▶ [Task] Pick out every line in the items below that contains the string "overcast", matching case exactly, and copy each such line in full.

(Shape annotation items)
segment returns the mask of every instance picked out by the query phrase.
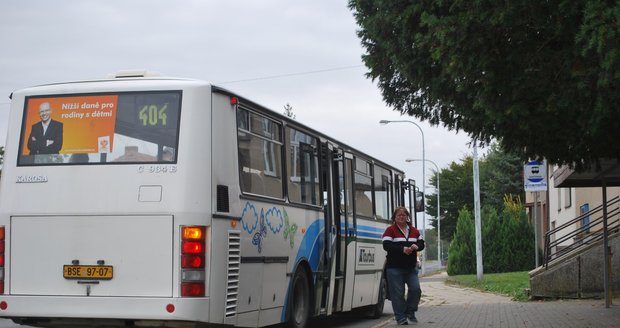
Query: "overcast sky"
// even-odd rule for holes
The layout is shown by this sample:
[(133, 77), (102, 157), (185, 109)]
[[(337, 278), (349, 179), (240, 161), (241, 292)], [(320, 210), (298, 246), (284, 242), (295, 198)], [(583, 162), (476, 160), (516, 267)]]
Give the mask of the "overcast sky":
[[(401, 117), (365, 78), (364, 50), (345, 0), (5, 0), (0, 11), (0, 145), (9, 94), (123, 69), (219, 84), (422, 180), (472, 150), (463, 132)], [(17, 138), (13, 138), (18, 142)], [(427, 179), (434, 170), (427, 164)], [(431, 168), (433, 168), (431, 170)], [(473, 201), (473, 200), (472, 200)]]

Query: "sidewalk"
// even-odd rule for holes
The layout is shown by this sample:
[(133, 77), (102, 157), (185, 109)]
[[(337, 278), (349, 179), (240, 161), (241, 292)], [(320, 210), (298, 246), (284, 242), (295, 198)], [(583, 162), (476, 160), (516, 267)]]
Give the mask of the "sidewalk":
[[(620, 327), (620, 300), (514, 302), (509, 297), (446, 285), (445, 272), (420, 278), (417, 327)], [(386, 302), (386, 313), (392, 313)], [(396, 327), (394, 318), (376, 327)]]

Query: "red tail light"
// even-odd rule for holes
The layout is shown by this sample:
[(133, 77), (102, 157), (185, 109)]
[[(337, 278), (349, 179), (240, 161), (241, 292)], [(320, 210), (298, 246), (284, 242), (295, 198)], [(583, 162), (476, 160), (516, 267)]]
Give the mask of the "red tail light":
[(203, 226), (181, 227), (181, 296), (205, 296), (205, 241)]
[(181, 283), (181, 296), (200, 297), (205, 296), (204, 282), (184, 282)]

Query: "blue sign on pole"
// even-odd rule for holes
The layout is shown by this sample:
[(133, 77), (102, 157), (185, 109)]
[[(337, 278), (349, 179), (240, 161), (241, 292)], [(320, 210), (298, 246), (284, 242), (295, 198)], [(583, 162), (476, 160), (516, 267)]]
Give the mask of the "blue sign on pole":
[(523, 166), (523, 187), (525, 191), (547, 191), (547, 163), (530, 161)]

---

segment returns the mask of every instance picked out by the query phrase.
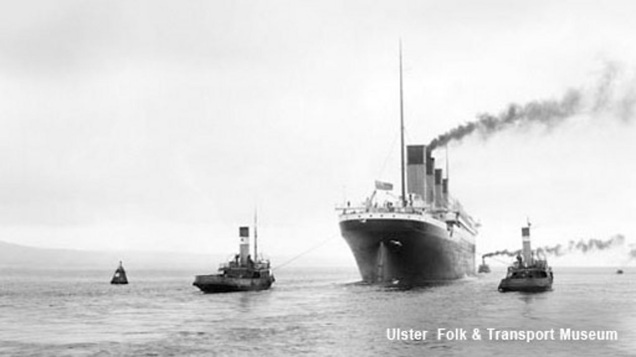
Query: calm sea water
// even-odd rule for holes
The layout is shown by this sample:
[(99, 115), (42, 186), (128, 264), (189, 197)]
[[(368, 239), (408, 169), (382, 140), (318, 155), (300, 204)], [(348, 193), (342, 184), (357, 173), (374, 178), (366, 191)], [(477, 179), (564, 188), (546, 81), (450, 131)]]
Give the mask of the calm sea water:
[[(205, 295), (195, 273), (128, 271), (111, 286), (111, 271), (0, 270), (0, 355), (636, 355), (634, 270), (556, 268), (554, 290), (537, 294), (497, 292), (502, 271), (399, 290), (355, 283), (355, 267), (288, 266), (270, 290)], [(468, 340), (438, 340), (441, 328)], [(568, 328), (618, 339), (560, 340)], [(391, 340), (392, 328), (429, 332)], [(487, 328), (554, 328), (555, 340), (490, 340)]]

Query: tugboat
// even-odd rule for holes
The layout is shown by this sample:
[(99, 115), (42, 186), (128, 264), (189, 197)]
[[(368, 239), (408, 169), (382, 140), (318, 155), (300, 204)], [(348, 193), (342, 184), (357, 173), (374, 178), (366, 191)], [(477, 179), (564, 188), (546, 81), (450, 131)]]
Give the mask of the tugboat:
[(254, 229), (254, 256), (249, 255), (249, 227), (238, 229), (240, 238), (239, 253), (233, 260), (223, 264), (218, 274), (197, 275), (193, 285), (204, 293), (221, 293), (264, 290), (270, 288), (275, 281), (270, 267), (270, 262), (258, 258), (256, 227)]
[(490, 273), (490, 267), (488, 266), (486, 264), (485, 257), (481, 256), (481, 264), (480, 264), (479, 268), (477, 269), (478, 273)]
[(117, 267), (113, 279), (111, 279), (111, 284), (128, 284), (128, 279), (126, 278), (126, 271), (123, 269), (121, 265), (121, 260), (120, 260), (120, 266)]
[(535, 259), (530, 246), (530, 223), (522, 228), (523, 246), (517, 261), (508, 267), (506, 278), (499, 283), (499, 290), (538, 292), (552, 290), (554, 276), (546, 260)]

▶ [Final result]
Query: "overcast sky"
Give the mask of the "overcast sky":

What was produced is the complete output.